* [Excerpted passage]:
----------

Derisking machine learning and artificial intelligence

| Article

Machine learning and artificial intelligence are set to transform the banking industry, using vast amounts of data to build models that improve decision making, tailor services, and improve risk management. According to the McKinsey Global Institute, this could generate value of more than $250 billion in the banking industry.1An executive’s guide to AI.”

But there is a downside, since machine-learning models amplify some elements of model risk. And although many banks, particularly those operating in jurisdictions with stringent regulatory requirements, have validation frameworks and practices in place to assess and mitigate the risks associated with traditional models, these are often insufficient to deal with the risks associated with machine-learning models.

Conscious of the problem, many banks are proceeding cautiously, restricting the use of machine-learning models to low-risk applications, such as digital marketing. Their caution is understandable given the potential financial, reputational, and regulatory risks. Banks could, for example, find themselves in violation of antidiscrimination laws, and incur significant fines—a concern that pushed one bank to ban its HR department from using a machine-learning résumé screener. A better approach, however, and ultimately the only sustainable one if banks are to reap the full benefits of machine-learning models, is to enhance model-risk management.

----------

* [Required work]: In the article on derisking machine learning, what low-risk application do cautious banks limit their machine-learning models to?

----------

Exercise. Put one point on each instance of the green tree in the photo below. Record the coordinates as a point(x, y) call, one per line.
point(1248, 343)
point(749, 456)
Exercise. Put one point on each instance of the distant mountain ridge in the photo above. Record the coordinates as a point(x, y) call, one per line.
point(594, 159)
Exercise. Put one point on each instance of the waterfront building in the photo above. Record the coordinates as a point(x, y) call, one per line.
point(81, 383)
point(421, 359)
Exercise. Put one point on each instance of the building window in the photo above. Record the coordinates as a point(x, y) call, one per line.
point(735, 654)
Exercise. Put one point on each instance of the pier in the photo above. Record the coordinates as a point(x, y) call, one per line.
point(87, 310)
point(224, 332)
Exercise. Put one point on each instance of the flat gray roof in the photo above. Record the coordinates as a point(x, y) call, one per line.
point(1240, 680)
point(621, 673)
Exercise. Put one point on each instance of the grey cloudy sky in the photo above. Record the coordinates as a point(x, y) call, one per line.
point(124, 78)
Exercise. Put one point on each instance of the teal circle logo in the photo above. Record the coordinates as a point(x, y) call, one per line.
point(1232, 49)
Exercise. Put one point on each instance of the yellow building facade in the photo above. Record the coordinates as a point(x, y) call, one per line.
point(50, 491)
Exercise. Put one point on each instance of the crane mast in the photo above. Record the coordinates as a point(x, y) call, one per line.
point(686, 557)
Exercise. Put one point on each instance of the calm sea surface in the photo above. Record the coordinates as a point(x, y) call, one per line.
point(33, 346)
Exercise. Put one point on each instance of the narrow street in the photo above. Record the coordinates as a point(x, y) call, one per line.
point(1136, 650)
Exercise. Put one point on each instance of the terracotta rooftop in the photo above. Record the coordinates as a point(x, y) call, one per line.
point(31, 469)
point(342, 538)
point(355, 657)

----------

* [Exercise answer]: Digital marketing.